Given passage »
┌──
The most important part of my life is family.

I believe that families are the people you choose to surround yourself with. I was born Jewish, but I have moreover chosen the Jewish people as a group I first and foremost see as family. Which is why, when I am treated as an outsider in predominantly white Jewish settings — at various temples I’ve attended, at my university Hillel, with my own blood relatives — I feel challenged, uncomfortable, sometimes even defeated that I must defend my identity to my own family. As a Jew of color, I often feel alienated within mainstream Jewish institutions in North America.

It is in these moments that I remind myself to not remain quiet. It is a reminder that these narratives of the existence, importance and struggles of my people are the key to understanding. That it is these connections, the makings of noise, the understanding of how this country’s anti-Black institutions have failed my people, that will lead to the creation of a more diverse, inclusive Jewish community, one that will actively support Black lives. I remind myself that when I enter these dialogues, I can inspire others to make noise too.

This past December, following the verdicts on Eric Garner and Michael Brown and the killings of Renisha McBride, Yvette Smith and countless other cis and trans Black individuals, I wrote an email to many members of my white, Jewish family.

For all my Black sisters and brothers who share in the struggle to make ourselves heard in communities we are expected to claim as our own. To the families and friends, academic and religious institutions that are supposed to be our people, our family, but too often turn a blind eye to the systematic killing of Black people. For those who cannot, then, help but ask “Do you value me?”

 

An Open Letter to my white, Jewish Family from a biracial, black Jew,

In the wake of the two recent verdicts not to indict, I have turned to writing and conversation in an aim to grieve, cope, understand and make use of my anger. One of the most important messages I am receiving, and am in complete support of, is that we must make noise. We must make noise and not stop until everyone is saddened and disgusted into action by the current state of our justice system, until America is in agreement that Black Lives Matter. I am here to make noise with all of you, to share my thoughts, to encourage you to make noise with me, so that I can feel I have the support of my family.

The deaths of Michael Brown and Eric Garner are not isolated cases. This is an issue of race.

I urge you to have these conversations at your dinner tables, with each other, with your colleagues and in communities that you feel connected to. I urge you to have these conversations with your children. I understand that these topics are scary and that there is more to grapple with than any of us are capable of. I am scared. My brother is scared. Other young black and brown people I know are scared. Not one of us has the privilege to choose to avoid these conversations. It is imperative that your children know what is going on. That you are able to voice and have discussions centered around the ingrained and systemic racism that has allowed for these recent murders to occur, and for the killers to go untried. It is important that you are able to bring experienced voices into the conversations that you choose to have, to not discount the voices of those for whom this hits closest to home, the voices of black people, when navigating these dialogues.
└──
Data »
┌──
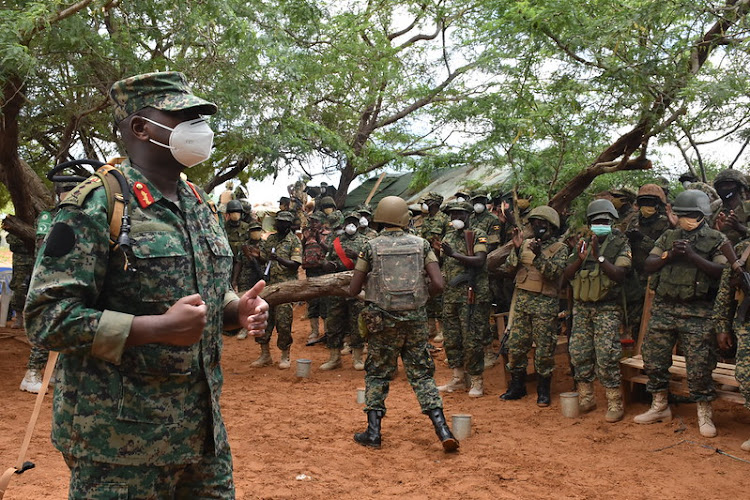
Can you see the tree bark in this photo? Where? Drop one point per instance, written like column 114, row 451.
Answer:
column 329, row 285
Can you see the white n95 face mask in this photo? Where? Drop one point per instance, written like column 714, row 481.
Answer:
column 190, row 141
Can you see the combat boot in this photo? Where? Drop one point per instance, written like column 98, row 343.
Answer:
column 659, row 410
column 265, row 357
column 542, row 392
column 705, row 419
column 284, row 362
column 442, row 430
column 477, row 386
column 615, row 409
column 371, row 437
column 32, row 382
column 357, row 362
column 587, row 399
column 516, row 388
column 457, row 382
column 334, row 359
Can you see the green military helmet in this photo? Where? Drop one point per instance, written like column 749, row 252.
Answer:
column 731, row 175
column 546, row 213
column 392, row 210
column 234, row 206
column 285, row 216
column 692, row 200
column 599, row 207
column 327, row 202
column 459, row 206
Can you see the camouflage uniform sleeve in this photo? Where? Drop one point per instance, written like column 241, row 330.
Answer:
column 722, row 313
column 553, row 266
column 67, row 281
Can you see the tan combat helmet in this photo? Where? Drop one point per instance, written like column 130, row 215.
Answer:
column 392, row 210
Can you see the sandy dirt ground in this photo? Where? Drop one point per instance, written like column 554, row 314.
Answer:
column 282, row 427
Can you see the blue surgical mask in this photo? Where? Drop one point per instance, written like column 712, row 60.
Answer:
column 601, row 229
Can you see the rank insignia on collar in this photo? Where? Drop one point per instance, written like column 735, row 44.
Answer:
column 143, row 195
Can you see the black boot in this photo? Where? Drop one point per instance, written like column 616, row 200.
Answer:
column 444, row 433
column 371, row 437
column 542, row 391
column 517, row 387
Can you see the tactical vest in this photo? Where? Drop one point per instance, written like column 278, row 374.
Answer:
column 397, row 280
column 528, row 276
column 591, row 283
column 680, row 280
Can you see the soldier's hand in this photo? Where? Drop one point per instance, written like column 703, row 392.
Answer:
column 184, row 321
column 252, row 311
column 724, row 340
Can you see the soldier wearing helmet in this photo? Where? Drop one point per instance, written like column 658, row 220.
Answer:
column 282, row 253
column 596, row 270
column 395, row 266
column 537, row 263
column 731, row 219
column 642, row 232
column 466, row 300
column 686, row 264
column 236, row 228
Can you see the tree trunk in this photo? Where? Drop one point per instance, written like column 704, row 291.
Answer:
column 329, row 285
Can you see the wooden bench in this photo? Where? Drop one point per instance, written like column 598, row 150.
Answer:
column 632, row 374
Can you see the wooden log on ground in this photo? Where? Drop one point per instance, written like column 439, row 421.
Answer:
column 329, row 285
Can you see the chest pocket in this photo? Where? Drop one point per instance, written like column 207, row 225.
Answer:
column 163, row 265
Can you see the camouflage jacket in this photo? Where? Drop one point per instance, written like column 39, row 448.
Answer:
column 364, row 264
column 489, row 224
column 452, row 269
column 151, row 404
column 290, row 248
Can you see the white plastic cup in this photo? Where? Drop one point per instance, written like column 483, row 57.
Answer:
column 461, row 426
column 303, row 368
column 569, row 404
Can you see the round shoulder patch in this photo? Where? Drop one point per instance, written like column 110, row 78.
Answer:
column 61, row 240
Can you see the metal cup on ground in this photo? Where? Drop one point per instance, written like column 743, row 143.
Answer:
column 303, row 368
column 461, row 425
column 569, row 404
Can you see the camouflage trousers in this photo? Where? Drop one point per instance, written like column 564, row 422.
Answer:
column 211, row 477
column 742, row 371
column 534, row 321
column 465, row 335
column 37, row 358
column 407, row 339
column 690, row 325
column 279, row 317
column 343, row 316
column 595, row 347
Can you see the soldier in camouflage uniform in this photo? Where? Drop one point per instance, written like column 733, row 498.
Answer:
column 248, row 269
column 537, row 262
column 236, row 228
column 728, row 318
column 596, row 271
column 283, row 251
column 642, row 231
column 136, row 408
column 687, row 263
column 343, row 313
column 434, row 227
column 23, row 263
column 466, row 300
column 397, row 264
column 731, row 218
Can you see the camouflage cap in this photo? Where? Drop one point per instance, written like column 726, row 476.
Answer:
column 458, row 206
column 166, row 91
column 285, row 216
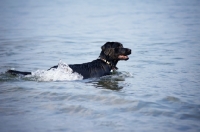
└──
Requirements »
1. Rewrite the essay between "An Open Letter" and "of my family.", inclusive, replacing "justice system" with "legal system".
2. According to the essay, whose deaths are not isolated cases?
3. Carry the essay forward from its last sentence.

Results for the exercise »
1.
An Open Letter to my white, Jewish Family from a biracial, black Jew,

In the wake of the two recent verdicts not to indict, I have turned to writing and conversation in an aim to grieve, cope, understand and make use of my anger. One of the most important messages I am receiving, and am in complete support of, is that we must make noise. We must make noise and not stop until everyone is saddened and disgusted into action by the current state of our legal system, until America is in agreement that Black Lives Matter. I am here to make noise with all of you, to share my thoughts, to encourage you to make noise with me, so that I can feel I have the support of my family.

2. Michael Brown and Eric Garner

3.
To not put these conversations on the table, to not make them your primary concern, is to perpetuate the problem. If you do not voice what is happening, and the historical roots that have enabled the continued occurrence of these acts, how will others know to ask? How will your children, friends, colleagues — who are not asking these questions — know that there are questions they need to be asking and conversations they need to be engaging in. It is each of our responsibilities to make sure these conversations are not tabled until there is justice.

I am not accusing anyone of staying silent, of not doing their part, of perpetuating the institutionalized racism of our justice system and our country. My goal here is simply to share my belief that this noise is vital. That until we all raise our voices, until we all care equally about black lives, black people will continue to be murdered in this country with no regard to their humanity.

If you have not been having these conversations, I hope that this makes you consider things in a new light, and that you take this as an opportunity to start. If you have been, continue, and not just in the spaces where you feel comfortable doing so. None of these realities are simple, and as such, none of these conversations are simple. Lean into the discomfort. Educate yourselves. Make noise by asking what you can do and asking others what they can do.

I have stepped well outside my comfort zone with this email. We are all nervous, we are all scared, we all have the ability to lean into, embrace and work through that discomfort.

Sincerely,

Amani

I pressed send and I listened to the silence that followed, unafraid. It was this feeling, settled in my own discomfort, that enforced what I already knew: The words I had written needed to be said. And still need to be said, even now, words outdated by the terrorist attack in Charleston that violently claimed nine black lives, the murders of nine trans women thus far in 2015 (many of them women of color), and other racially motivated assaults. It is clear our collective voice is needed more than ever, that I must demand my family see the recent killings of black and brown bodies for what they were: the product of a carefully designed, centuries-old call for the mass murder of my people — one that was to be carried out by a system whose institutions reflected a structure of violence, oppression and anti-Blackness.

 

In the coming hours and days, even weeks, I would receive responses Re: Make Noise from a few family members on the chain, but for these I was not waiting. The call for justice must be made loudly, publicly and continuously. The faucet, I knew, would not be dismantled by those who helped to turn it on, who washed themselves deliberately of people like me and attempted to purify themselves in the presence of water. Nonetheless, I would not stop making noise.

 

I would not stop singing until others joined me in song.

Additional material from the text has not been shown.